* **AIM OF THE EXERCISE**
Your task is to print every entry below exactly as given.

* **MATERIAL SUPPLIED**
____________
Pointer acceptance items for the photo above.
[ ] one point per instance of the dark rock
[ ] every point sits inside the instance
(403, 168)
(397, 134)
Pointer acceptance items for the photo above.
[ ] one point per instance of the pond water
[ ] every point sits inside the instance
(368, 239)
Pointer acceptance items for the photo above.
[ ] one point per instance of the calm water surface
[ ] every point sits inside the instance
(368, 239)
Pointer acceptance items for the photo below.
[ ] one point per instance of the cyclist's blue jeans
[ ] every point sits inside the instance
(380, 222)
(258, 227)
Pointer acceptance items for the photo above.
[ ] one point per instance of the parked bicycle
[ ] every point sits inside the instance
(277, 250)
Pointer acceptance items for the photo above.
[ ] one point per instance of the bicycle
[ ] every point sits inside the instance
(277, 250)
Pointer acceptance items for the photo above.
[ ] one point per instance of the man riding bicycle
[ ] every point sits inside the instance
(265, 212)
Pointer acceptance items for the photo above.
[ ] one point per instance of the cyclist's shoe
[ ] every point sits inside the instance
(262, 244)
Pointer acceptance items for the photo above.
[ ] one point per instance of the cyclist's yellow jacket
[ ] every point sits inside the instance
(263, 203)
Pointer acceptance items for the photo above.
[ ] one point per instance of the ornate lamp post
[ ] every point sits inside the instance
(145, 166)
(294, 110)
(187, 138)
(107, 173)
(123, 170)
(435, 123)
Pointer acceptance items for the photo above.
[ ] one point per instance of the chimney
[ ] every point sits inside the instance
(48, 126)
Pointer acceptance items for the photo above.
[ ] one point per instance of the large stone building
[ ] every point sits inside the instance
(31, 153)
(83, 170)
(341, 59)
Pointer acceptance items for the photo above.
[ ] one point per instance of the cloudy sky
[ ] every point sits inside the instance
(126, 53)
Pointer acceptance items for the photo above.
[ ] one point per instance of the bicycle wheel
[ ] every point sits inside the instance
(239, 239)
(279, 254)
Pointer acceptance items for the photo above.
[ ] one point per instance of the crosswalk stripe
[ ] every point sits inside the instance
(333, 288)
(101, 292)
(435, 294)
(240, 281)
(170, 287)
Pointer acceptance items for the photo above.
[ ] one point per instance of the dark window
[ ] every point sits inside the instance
____________
* **FINISHED TASK**
Pointer acceptance items for the photo above.
[ ] one point per instance of the dark rock
[ ] every point sits inside the instance
(403, 168)
(397, 134)
Pointer acceptance items for the photo above.
[ ] one point per instance of the pond water
[ ] every point sits inside the instance
(368, 239)
Pointer acceptance items for the photo above.
[ ] one point per instance of the calm water surface
[ ] every point sits inside the instance
(368, 239)
Pointer acceptance items for the photo below.
[ ] one point per instance of the cyclist's blue jeans
[ ] every point sits inside the instance
(380, 222)
(258, 227)
Pointer acceptance items for the photo above.
[ ] one point per instance of the parked bicycle
[ ] every point sits inside the instance
(277, 250)
Pointer acceptance items for the photo above.
[ ] one point per instance of the bicycle
[ ] every point sits inside the instance
(277, 250)
Pointer acceptance items for the photo above.
[ ] one point per instance of the man riding bicycle
[ ] every point sits inside the instance
(265, 212)
Pointer acceptance items for the photo above.
[ ] one point per instance of the cyclist's shoe
[ ] every point sits inside the instance
(262, 244)
Pointer acceptance items for the photo above.
[ ] one point per instance of the cyclist's yellow jacket
[ ] every point sits inside the instance
(263, 203)
Pointer acceptance items for the photo above.
[ ] one point per instance of the ornate lamp post
[ ] every point sits inside the instance
(145, 166)
(294, 110)
(187, 138)
(107, 173)
(123, 170)
(435, 123)
Pointer acceptance items for the photo above.
[ ] one point per instance of the chimney
[ ] every point sits inside the instance
(48, 126)
Pointer acceptance items for the photo above.
[ ] one point per instance of the large stone building
[ ] every point sits inside the instance
(31, 153)
(83, 170)
(341, 59)
Pointer acceptance items for the photo above.
[ ] one point per instance of the cloudy sky
[ ] every point sits inside the instance
(126, 53)
Pointer acceptance items for the photo above.
[ ] one point per instance of the bicycle wheel
[ ] every point sits inside the instance
(239, 239)
(279, 254)
Pointer acceptance items for the photo above.
[ ] one point per instance of the crosswalk stripe
[ ] every point sits inside the instance
(333, 288)
(101, 292)
(435, 294)
(240, 281)
(170, 287)
Pointer acceptance items for the photo above.
[ ] one point per instance of the dark window
[ ] every point sits inside the instance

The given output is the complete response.